Erfgoed Leiden en omstreken

Info

Verhaal: “Slavenwerk was het”

  • Leiden
  • Geschiedenis 1901-1950
  • Geschiedenis 1951- heden

Interview met de heer W.J. Blikman op 31 augustus 2017

De heer Wouter Jan Blikman werd geboren op 5 september 1925 in de Vestestraat in Leiden als tweede in een gezin met zeven kinderen.


Vestestraat bij de Oude Rijn

Het was een arme buurt, de huisjes waren klein. Opa had een schoenmakerijtje in de buurt van het Spoortje. Hij kon de kinderen helpen aan oude veters die ideaal waren om je tol mee te slaan. Naast opa en oma was het snoepwinkeltje van Tante Naadje, waar je een toffee kon kopen voor een halfje.
Op vrijdag kookte oma altijd rijst op de kachel. De kinderen kwamen dan om de aangebakken korst uit de pan te schrapen.
Vader was ijscoman. In de winter, als hij geen inkomen had, moest hij in de Werkverschaffing aan de slag: sneeuwruimen en bij gladheid met een touw de bakkerswagens over de bruggen trekken zodat het brood bezorgd kon worden.

**Gegeven informatie**
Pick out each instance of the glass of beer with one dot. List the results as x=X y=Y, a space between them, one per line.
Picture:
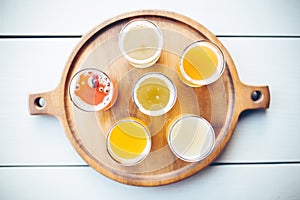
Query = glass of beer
x=201 y=63
x=141 y=42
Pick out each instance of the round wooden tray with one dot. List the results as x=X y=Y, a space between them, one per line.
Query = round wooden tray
x=220 y=102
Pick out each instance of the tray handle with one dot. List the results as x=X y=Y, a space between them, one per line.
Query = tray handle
x=253 y=97
x=46 y=103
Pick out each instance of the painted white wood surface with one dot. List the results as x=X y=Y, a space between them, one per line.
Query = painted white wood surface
x=53 y=170
x=267 y=17
x=259 y=182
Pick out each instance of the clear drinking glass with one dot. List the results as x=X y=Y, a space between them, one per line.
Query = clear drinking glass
x=154 y=94
x=191 y=138
x=141 y=42
x=201 y=63
x=128 y=141
x=92 y=90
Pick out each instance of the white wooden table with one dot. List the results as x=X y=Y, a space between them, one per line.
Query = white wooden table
x=262 y=160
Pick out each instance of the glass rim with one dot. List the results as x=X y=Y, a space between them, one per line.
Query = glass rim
x=159 y=48
x=169 y=83
x=221 y=62
x=141 y=156
x=87 y=107
x=207 y=151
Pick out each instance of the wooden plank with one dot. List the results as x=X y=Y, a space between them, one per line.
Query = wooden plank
x=218 y=182
x=226 y=18
x=32 y=65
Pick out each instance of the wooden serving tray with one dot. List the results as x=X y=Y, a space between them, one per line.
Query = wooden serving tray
x=220 y=102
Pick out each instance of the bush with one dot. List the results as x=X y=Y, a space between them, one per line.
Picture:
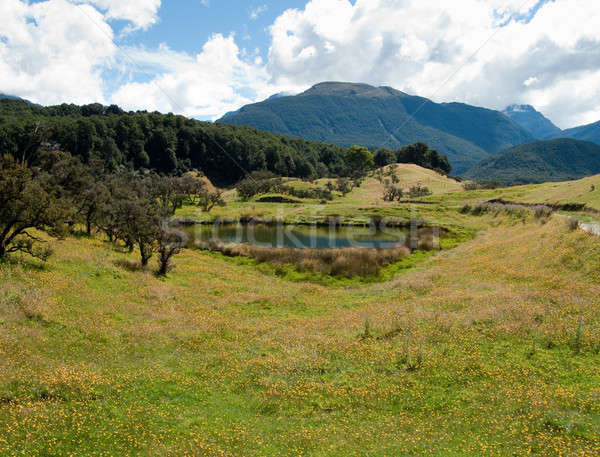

**Schriftelijke opdracht**
Zet het verhaal over de jeugd van de heer W.J. Blikman in de Leidse Vestestraat voort, direct na de laatste zin over het werk van zijn vader in de Werkverschaffing.

**Eindresultaat**
Er werd vaak verhuisd. Als vader ergens een huis leeg zag staan, was het weer zover. De schamele meubels werden op een gehuurde bakfiets geladen en het gezin liep er enigszins gegeneerd achteraan.
De schaamte over de armoede strekte zich uit tot in de school, de openbare Zuidsingelschool waar Wout naartoe ging. Kinderen uit arme gezinnen kregen om 12 uur in de gymzaal eten van de Kindervoeding. Er werd ook kleding verstrekt die herkenbaar was voor de andere kinderen. Wout voelde dat er op hem neergekeken werd, ook al weigerde hij de lange zwarte kousen te dragen. Zelfs voor een inktlap was geen geld, zodat hij tot verdriet van zijn moeder zijn kroontjespen maar afstreek aan zijn broek. Soms werden de arme kinderen uitgescholden voor vlooienpik als ze rode vlekjes van vlooienbeten hadden. Wandluizen waren er ook in de huizen. Tegen het ongedierte werd wel kamfer gestrooid in de strozakken waarop ze sliepen, maar dan stonk je er op school naar.
Op vrijdag kregen de kinderen thuis schone kleren en gingen ze in de grote teil met water dat op de kachel gewarmd werd. Allemaal in hetzelfde water, een voor een. “Je wist niet beter, je groeide daarin op.” Later ging Wout naar het badhuis in De Kooi en nog later naar het badhuis in de Van der Werfstraat.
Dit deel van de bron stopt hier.